• [PROBLEM TO SOLVE]: Return, unchanged, the stretch of the material below from the line containing "Locate the long" through the line containing "pixel 852 837", including both of those lines.

• [DATA SUPPLIED]:

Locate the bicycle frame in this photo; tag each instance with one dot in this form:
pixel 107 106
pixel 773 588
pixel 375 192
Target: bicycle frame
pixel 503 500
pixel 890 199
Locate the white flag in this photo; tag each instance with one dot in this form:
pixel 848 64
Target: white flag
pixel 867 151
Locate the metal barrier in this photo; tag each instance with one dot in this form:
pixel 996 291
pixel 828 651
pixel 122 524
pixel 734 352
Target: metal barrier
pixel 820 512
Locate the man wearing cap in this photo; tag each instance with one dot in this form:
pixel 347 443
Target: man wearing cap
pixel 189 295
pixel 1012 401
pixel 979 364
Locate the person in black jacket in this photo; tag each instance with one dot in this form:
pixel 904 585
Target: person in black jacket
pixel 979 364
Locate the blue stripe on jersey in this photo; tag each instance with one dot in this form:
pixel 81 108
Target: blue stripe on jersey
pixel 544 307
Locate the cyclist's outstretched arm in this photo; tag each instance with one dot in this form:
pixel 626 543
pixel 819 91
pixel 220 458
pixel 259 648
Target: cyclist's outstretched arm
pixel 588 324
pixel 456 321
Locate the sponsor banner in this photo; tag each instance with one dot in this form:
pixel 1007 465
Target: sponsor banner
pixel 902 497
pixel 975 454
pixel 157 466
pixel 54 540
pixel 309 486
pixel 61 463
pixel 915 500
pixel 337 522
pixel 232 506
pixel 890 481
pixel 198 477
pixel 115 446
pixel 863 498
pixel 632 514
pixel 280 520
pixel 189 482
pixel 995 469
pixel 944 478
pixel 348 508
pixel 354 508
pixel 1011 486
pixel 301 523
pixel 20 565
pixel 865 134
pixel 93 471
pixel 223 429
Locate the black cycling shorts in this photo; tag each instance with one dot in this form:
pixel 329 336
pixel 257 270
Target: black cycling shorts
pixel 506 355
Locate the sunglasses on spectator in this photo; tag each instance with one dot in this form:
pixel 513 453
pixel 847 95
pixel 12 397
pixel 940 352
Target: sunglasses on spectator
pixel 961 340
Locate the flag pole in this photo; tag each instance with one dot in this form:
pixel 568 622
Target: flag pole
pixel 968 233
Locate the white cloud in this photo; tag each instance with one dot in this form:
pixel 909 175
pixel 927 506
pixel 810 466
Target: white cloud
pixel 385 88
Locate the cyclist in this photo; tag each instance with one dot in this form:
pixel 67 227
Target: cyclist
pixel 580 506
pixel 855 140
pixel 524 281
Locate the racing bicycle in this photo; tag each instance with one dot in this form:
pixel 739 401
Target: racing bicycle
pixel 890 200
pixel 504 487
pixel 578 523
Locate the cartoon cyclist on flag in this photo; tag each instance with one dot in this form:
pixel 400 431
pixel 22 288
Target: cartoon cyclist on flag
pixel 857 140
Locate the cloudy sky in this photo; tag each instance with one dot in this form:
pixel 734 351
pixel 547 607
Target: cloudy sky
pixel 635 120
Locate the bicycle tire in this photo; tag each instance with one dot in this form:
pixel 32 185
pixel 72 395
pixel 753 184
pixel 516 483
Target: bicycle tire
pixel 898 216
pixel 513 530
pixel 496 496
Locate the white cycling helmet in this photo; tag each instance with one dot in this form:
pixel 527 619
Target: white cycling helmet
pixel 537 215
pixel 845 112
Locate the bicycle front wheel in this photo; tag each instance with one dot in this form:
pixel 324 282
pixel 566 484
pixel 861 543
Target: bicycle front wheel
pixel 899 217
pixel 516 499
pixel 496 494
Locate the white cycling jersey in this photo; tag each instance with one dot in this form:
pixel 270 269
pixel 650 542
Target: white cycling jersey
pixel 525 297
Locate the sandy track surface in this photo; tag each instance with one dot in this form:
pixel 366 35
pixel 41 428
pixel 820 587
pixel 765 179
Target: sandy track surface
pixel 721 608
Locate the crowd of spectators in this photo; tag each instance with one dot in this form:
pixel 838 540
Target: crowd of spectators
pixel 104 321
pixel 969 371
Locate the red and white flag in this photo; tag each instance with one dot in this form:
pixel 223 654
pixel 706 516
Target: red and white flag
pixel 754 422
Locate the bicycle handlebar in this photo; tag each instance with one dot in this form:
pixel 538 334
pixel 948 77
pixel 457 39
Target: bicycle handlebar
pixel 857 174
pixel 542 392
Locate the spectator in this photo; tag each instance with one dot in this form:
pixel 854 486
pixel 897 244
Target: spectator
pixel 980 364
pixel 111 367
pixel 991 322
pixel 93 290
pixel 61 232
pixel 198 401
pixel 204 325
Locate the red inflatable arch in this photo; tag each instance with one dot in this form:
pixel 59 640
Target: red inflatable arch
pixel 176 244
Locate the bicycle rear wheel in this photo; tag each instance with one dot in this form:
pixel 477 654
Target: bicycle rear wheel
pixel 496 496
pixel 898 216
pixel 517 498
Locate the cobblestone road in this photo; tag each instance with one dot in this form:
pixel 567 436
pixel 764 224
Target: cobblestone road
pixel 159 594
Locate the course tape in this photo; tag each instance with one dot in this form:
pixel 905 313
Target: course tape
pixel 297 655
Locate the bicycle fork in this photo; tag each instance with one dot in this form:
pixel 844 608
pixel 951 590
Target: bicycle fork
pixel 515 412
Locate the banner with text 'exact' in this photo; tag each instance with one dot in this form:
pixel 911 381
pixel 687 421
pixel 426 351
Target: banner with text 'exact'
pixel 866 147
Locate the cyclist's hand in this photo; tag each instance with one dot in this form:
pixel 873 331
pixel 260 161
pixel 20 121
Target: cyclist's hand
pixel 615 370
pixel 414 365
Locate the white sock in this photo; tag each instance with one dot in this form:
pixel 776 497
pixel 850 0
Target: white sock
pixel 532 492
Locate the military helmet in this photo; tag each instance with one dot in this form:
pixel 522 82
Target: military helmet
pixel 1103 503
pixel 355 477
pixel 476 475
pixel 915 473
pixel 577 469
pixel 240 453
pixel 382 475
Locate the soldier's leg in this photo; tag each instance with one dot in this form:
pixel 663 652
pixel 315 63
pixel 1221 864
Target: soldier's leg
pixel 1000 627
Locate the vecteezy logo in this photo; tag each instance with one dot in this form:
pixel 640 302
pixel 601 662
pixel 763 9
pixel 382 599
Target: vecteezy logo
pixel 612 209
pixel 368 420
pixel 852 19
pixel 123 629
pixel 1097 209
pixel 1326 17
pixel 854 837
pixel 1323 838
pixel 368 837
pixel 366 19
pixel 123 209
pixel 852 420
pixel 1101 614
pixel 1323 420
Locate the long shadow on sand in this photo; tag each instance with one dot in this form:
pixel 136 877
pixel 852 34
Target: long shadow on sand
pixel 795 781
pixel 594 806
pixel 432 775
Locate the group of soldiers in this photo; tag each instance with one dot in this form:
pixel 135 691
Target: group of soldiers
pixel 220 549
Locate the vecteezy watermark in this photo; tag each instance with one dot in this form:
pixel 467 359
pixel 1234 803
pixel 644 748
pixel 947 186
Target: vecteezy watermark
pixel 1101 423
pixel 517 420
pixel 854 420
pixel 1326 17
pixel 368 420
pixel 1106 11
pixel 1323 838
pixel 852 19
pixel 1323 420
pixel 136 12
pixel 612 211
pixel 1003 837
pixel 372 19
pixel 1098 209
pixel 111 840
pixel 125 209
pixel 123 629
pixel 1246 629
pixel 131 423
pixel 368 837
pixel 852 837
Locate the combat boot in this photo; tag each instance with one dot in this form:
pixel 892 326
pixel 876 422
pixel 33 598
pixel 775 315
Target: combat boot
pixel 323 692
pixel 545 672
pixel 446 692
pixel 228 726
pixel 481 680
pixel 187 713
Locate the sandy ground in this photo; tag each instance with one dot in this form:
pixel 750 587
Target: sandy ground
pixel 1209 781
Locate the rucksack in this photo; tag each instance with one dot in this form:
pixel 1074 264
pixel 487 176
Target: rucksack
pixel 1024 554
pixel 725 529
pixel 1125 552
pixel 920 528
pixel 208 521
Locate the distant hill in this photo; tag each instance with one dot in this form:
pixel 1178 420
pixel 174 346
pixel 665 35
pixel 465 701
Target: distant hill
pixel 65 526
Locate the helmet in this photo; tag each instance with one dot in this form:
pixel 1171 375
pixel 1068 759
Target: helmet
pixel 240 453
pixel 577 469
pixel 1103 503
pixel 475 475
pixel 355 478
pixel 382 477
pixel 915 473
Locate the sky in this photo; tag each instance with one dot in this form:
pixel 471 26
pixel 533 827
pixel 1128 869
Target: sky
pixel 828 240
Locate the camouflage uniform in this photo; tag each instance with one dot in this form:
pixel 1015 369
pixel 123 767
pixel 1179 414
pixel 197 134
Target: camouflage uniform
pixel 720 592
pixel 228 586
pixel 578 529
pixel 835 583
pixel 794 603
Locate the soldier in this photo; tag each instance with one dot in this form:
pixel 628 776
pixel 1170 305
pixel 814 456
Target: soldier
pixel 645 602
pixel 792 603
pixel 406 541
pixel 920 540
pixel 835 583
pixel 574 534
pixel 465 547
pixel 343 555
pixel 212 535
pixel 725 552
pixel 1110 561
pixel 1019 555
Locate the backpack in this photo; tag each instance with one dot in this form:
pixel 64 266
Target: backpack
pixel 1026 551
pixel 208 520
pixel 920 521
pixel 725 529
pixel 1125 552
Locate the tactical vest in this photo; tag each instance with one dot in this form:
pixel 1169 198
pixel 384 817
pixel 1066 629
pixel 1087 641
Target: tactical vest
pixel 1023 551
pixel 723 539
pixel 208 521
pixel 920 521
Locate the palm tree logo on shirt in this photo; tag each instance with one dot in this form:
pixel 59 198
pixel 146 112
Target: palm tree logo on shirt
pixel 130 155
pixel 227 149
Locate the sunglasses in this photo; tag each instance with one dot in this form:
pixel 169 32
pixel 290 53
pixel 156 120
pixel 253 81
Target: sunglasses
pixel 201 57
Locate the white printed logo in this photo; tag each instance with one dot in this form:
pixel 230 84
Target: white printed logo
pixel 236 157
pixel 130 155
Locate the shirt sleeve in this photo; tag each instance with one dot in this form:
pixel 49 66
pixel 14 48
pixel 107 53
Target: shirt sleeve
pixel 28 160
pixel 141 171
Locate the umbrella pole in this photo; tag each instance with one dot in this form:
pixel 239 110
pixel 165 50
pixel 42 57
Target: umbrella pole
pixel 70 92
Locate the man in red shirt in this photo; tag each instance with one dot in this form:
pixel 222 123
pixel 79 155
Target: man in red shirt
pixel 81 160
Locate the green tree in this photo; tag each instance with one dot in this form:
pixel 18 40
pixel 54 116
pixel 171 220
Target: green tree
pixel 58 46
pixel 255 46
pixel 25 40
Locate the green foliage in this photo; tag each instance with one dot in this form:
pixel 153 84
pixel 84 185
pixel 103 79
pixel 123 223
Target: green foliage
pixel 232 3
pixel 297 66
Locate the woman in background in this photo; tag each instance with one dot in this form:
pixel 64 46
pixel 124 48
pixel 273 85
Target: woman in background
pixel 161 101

• [COMPLETE OUTPUT]:
Locate the long shadow on sand in this photo; tag each instance with one dot in this form:
pixel 136 877
pixel 852 34
Target: long shadow on sand
pixel 795 781
pixel 594 806
pixel 432 775
Locate the group of soldiers in this photo; tag each instance with one dot in this form:
pixel 135 691
Target: group of soldiers
pixel 220 549
Locate the vecteezy watermark in this photo; tag each instance with one dot in this form:
pixel 467 359
pixel 1234 803
pixel 644 748
pixel 947 186
Target: vecteezy watermark
pixel 1101 423
pixel 517 420
pixel 854 420
pixel 1326 17
pixel 368 420
pixel 1106 11
pixel 1323 838
pixel 852 19
pixel 1323 420
pixel 136 12
pixel 612 211
pixel 1003 837
pixel 372 19
pixel 1098 209
pixel 111 840
pixel 125 209
pixel 123 629
pixel 1246 629
pixel 131 423
pixel 368 837
pixel 852 837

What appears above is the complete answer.